#### [QUESTIONS ON THE MATERIAL]
1. In the passage on Puerto Rican workers in New York City, which sector was a principal source of employment for Puerto Ricans?
2. Transcribe the passage on Puerto Rican workers in New York City from "During the 1970s, radical" up to and including "Puerto Rican Rights.".
3. Write the next part of the passage on Puerto Rican workers in New York City, picking up after its final sentence.

Start of PROVIDED PASSAGE

The 1970s recession also undermined the gains made by the large number of Puerto Rican workers in New York City. The city's fiscal crisis was resolved with significant cuts in services, and austerity measures that last to this day. The crisis was partly the result of capital flight away from the city in search of low-wage, non-union labor in the U.S. South and Southwest, as well as overseas. As a result, Puerto Rican workers faced the prospect of permanent unemployment and a deteriorating city environment. The manufacturing sector, a principal source of employment for Puerto Ricans, declined dramatically in this period. The service sector grew, but offered professional white collar jobs which were by and large not available to Puerto Rican or black workers with insufficient formal education.
During the 1970s, radical Puerto Rican organizations like the Young Lords Party, El Comite MPI, the Puerto Rican Socialist Party and others helped develop militant trade unionists who fought racism and poverty among Puerto Rican workers. More radical unions developed such like the Health Revolutionary Unity Movement (HRUM). These unions were short lived but helped link the struggle of Puerto Rican workers to that of blacks and other minorities, and to the liberation and labor struggle in Puerto Rico. These efforts also were instrumental in the creation of the Hisp nic Labor Committee to address Latino labor issues in the city, as well as the creation of the Puerto Rican Labor Task Force of the National Congress for Puerto Rican Rights.

End of PROVIDED PASSAGE
Start of EXCERPTED DATA

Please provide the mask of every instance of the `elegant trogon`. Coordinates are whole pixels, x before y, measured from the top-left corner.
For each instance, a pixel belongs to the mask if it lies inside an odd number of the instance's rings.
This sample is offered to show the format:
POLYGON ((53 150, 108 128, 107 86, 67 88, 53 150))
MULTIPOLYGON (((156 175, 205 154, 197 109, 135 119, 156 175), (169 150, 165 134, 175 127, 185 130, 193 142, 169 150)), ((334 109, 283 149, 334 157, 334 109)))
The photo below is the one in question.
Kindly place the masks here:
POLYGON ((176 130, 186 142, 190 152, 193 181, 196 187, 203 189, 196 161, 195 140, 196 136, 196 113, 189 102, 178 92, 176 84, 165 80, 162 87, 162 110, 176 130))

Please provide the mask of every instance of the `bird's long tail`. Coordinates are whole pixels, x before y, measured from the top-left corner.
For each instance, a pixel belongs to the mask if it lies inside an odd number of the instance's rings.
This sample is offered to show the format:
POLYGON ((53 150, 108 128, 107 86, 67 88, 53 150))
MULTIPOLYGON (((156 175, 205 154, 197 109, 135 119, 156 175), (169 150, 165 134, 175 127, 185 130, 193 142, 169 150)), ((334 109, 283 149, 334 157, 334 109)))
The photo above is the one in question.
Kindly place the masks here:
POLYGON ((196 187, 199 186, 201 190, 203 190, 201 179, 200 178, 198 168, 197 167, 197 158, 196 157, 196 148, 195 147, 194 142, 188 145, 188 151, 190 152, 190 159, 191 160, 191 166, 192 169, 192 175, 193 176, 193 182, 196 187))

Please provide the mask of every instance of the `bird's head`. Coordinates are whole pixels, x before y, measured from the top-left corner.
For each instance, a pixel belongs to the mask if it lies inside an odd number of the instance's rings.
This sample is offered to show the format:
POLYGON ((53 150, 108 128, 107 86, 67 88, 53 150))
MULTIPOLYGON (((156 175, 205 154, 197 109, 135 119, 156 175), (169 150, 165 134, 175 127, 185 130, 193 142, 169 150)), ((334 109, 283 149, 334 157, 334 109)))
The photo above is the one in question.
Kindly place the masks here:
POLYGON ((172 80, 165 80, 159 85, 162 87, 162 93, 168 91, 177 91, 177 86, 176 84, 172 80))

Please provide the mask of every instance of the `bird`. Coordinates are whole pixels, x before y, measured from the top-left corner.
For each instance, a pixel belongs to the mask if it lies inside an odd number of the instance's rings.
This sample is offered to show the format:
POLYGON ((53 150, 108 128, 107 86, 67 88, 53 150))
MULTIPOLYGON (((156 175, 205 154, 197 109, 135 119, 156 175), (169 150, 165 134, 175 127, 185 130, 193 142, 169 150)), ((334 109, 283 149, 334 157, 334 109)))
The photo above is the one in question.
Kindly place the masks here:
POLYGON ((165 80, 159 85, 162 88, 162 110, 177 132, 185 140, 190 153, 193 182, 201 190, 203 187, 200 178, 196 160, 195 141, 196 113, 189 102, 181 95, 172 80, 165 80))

End of EXCERPTED DATA

#### [REPLIES]
1. The manufacturing sector.

2.
During the 1970s, radical Puerto Rican organizations like the Young Lords Party, El Comite MPI, the Puerto Rican Socialist Party and others helped develop militant trade unionists who fought racism and poverty among Puerto Rican workers. More radical unions developed such like the Health Revolutionary Unity Movement (HRUM). These unions were short lived but helped link the struggle of Puerto Rican workers to that of blacks and other minorities, and to the liberation and labor struggle in Puerto Rico. These efforts also were instrumental in the creation of the Hisp nic Labor Committee to address Latino labor issues in the city, as well as the creation of the Puerto Rican Labor Task Force of the National Congress for Puerto Rican Rights.

3.
In the meantime, Puerto Rican workers managed to find employment in specific segments of the still-growing service sector. Over 25% of health care workers in New York City, for example, are Latinos. The hospital workers Local 1199 has become a leading union within the Puerto Rican community, and powerful municipal unions like the Transport Workers Union (TWU) have elected Puerto Ricans to the highest leadership levels. And while garment manufacturing has declined substantially, the fact that New York remains a world fashion center has kept a significant part of the industry in the city. Many Puerto Ricans and other Latinos have assumed positions of leadership within locals of the two major garment unions, the ILGWU and ACTWU, which recently merged to become UNITE. [See "Unions..." p. 22.]
Still, the transformation of the economy during the 1970s and later in the 1980s resulted in a declining union density, particularly for Puerto Ricans and other Latinos who found themselves underrepresented in the largely unionized public sector. In addition, the fastest growing sectors of New York's economy--finance, insurance and real estate, as well as personal and business services--have been among the least unionized.
Outside of New York City, in the orchards and vegetable farms of New York State and northern New Jersey, efforts to organize Puerto Rican migrant workers have met with success. A union called the Committee in Support of Agricultural Workers (known by its Spanish initials, CATA) has organized about 5,000 workers, and is now recognized by the AFL-CIO and a number of local growers. CATA has been at work since 1979, and its efforts to unionize the hard-to-organize migrant population are finally beginning to pay off.
The challenges are clear, and as the interests of Puerto Ricans, all Latinos, all immigrantsand all workers come together, organizers schooled in years of hard experience will be in a position to meet them head on.